→ **Deine Aufgaben**:
[1] Welcher Event-Handler soll laut dem Forumsthread für den Button Name Einfügen geschrieben werden?
[2] Zähle alle Bestandteile der grafischen Oberfläche auf, die die Aufgabenstellung im Forumsthread nennt.
[3] Fasse den Forumsthread in zwei Sätzen zusammen.

→ **Textausschnitt**:
* * * * * * *
# Namensliste mit Vektor



## Guest (27. Mai 2008)

Hallo!
Ich programmiere erst seit wenigen wochen und hab ne hausübung bekommen, welche ich schlicht und einfach nich bewältigen kann... es geht um vektoren



> Namensliste
> Schreibe ein Programm um eine Namensliste zu verwalten:
> 1.	Für den Button Name Einfügen ist der Event-Handler onEinfuegen zu schreiben: vom Textfeld wird ein Name eingelesen und sortiert in den Vector eingefügt. In den beiden nicht editierbaren Textfeldern werden ebenfalls Name und Position angezeigt. Außerdem soll eine Liste der Namen  in einem TextArea ausgegeben werden.
> 
> ...



und hier noch ein screenshot meiner GUI:








vielleicht wäre jemand so nett und mir helfen. bitte nicht zu kompliziert - so leicht wie es nur geht! 
ich bedanke mich jetzt schon mal für die freundliche hilfe!

lg


----------



## The_S (28. Mai 2008)

Wo hängst du denn genau?
* * * * * * *
Auszug aus einem Datensatz:
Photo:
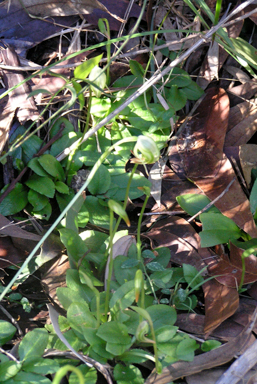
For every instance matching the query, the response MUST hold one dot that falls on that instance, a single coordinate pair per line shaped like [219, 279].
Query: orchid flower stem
[139, 229]
[108, 287]
[126, 196]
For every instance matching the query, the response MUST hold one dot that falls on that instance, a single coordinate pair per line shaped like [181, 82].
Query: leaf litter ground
[208, 156]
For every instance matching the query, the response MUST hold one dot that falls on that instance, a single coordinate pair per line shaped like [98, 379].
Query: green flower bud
[119, 210]
[145, 151]
[142, 330]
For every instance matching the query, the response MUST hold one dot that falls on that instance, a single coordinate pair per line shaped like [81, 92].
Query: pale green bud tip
[146, 151]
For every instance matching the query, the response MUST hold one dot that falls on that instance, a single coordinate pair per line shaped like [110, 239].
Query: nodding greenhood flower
[145, 151]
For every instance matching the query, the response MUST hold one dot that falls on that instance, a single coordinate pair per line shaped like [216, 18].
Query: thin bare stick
[154, 79]
[12, 319]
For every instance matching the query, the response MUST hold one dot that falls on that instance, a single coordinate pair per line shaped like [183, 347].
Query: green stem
[107, 297]
[139, 229]
[126, 197]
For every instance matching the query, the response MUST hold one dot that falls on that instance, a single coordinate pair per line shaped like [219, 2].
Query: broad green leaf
[74, 283]
[52, 166]
[217, 229]
[43, 185]
[100, 182]
[62, 124]
[7, 331]
[114, 331]
[130, 263]
[185, 349]
[192, 203]
[192, 276]
[33, 344]
[136, 68]
[84, 69]
[40, 365]
[72, 338]
[162, 315]
[36, 167]
[89, 374]
[62, 187]
[9, 369]
[127, 375]
[37, 200]
[15, 201]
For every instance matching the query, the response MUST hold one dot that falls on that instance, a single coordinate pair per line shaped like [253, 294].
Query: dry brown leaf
[221, 302]
[52, 8]
[18, 98]
[182, 252]
[234, 204]
[207, 360]
[248, 160]
[242, 123]
[200, 146]
[242, 92]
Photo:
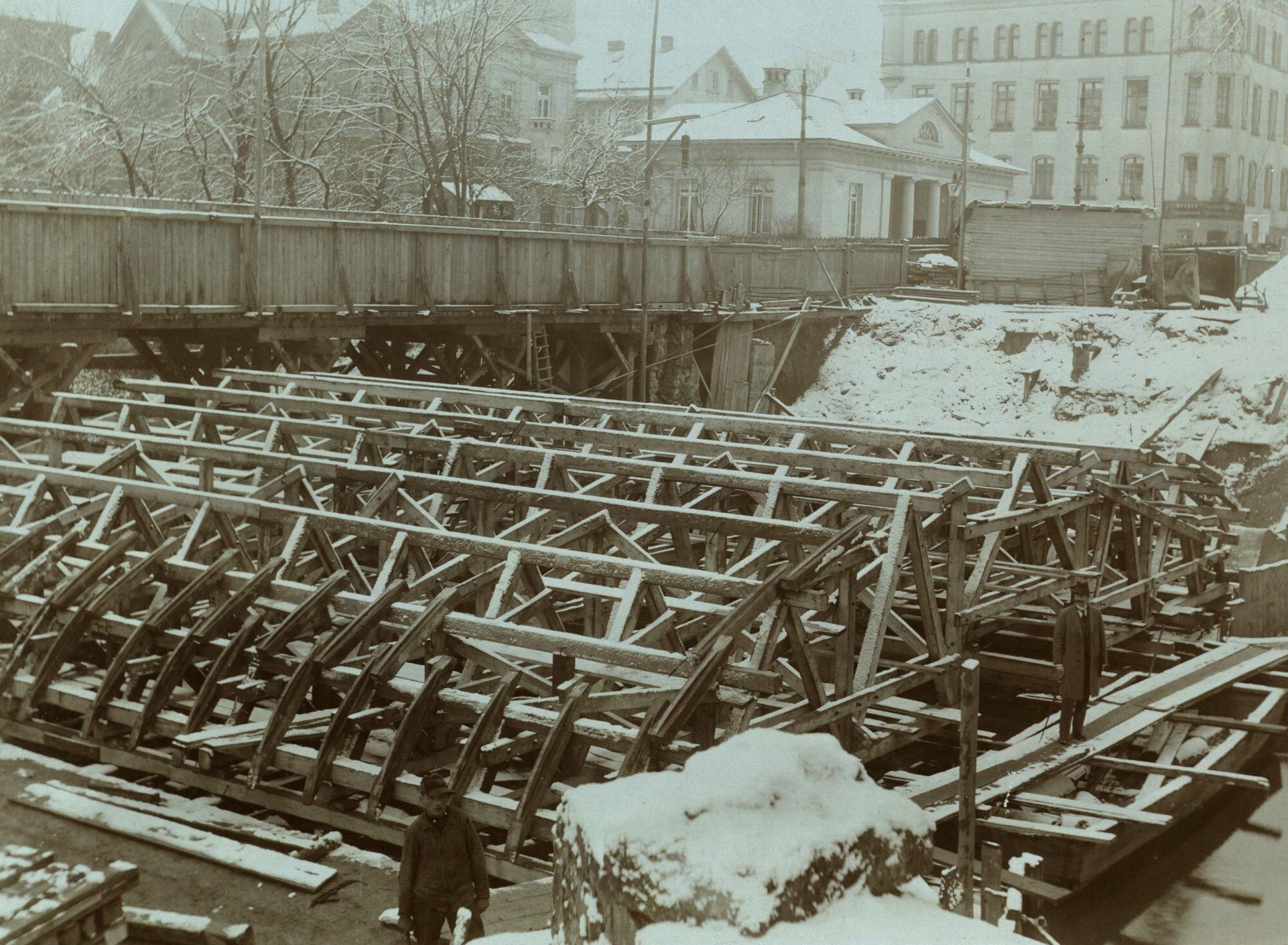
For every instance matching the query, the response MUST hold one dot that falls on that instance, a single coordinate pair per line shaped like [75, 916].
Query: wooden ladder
[543, 369]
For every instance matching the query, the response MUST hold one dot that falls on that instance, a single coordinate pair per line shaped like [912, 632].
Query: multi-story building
[1209, 149]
* * * * * * *
→ **Lösungen je Aufgabe**:
[1] onEinfuegen

[2]
- Button „Name Einfügen“
- Textfeld, aus dem ein Name eingelesen wird
- zwei nicht editierbare Textfelder, in denen Name und Position angezeigt werden
- TextArea, in der die Liste der Namen ausgegeben wird

[3] Jemand, der unter dem Namen Guest schreibt und erst seit wenigen Wochen programmiert, bittet um möglichst einfache Hilfe bei einer Hausübung zu Vektoren, in der ein Programm zur Verwaltung einer Namensliste geschrieben werden soll. The_S antwortet mit der Frage, wo es denn genau hängt.